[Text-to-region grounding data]
□ □ □ □ □ □ □
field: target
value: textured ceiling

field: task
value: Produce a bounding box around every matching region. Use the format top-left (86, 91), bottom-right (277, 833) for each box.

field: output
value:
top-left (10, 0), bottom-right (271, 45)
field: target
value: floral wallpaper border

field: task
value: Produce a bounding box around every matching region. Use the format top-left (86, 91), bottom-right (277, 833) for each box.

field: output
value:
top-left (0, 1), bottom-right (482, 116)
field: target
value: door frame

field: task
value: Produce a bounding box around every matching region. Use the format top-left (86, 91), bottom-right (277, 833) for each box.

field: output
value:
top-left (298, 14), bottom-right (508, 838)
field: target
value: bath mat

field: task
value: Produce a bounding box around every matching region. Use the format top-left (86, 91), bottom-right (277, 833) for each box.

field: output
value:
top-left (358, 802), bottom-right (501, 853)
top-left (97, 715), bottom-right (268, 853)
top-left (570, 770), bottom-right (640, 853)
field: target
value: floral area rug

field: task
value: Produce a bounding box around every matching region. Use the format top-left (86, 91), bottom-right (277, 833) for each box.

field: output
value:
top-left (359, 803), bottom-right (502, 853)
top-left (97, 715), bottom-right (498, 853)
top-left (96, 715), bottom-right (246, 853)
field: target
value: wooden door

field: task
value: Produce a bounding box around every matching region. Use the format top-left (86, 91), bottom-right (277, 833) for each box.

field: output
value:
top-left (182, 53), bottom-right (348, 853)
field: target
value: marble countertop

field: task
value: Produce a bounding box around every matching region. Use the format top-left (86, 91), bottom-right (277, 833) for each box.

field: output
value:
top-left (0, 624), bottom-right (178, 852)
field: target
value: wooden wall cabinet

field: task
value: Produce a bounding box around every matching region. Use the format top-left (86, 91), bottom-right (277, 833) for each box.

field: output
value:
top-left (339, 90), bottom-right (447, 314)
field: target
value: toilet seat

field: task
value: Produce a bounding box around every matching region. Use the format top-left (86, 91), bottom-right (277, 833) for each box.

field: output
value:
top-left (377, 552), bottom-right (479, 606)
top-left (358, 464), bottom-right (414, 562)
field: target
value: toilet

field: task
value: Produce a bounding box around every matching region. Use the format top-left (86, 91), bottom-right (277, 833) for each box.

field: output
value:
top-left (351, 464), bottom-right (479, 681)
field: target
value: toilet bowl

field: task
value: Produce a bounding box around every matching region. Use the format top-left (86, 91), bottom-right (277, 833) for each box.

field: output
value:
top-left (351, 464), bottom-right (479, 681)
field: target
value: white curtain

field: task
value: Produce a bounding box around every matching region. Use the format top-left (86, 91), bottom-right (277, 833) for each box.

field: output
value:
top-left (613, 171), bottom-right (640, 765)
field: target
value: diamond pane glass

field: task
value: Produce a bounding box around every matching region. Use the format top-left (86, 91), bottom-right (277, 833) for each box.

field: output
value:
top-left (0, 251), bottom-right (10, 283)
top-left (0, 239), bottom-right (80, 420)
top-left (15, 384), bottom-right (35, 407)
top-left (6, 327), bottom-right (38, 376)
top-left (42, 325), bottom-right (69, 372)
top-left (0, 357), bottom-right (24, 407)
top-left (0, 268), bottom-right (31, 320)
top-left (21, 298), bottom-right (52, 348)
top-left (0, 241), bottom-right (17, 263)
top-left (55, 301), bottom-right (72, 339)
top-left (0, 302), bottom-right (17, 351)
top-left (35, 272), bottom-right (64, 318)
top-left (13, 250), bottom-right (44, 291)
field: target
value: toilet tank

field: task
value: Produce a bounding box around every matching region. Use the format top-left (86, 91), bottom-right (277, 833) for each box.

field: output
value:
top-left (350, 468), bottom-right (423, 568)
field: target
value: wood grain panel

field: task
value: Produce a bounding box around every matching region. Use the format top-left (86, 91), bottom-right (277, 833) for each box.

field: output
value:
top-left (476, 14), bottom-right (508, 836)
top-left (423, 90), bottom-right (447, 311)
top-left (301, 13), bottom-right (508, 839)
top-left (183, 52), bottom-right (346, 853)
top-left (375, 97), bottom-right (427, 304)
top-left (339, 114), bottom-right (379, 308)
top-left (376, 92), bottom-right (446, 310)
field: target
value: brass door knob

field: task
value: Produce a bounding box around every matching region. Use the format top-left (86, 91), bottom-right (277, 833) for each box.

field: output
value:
□ □ □ □ □ □ □
_INSTRUCTIONS FOR THE TASK_
All lines of the records above with the word "toilet" in them are to be copied.

_ANSWER AREA_
value: toilet seat
value: toilet
value: toilet bowl
value: toilet tank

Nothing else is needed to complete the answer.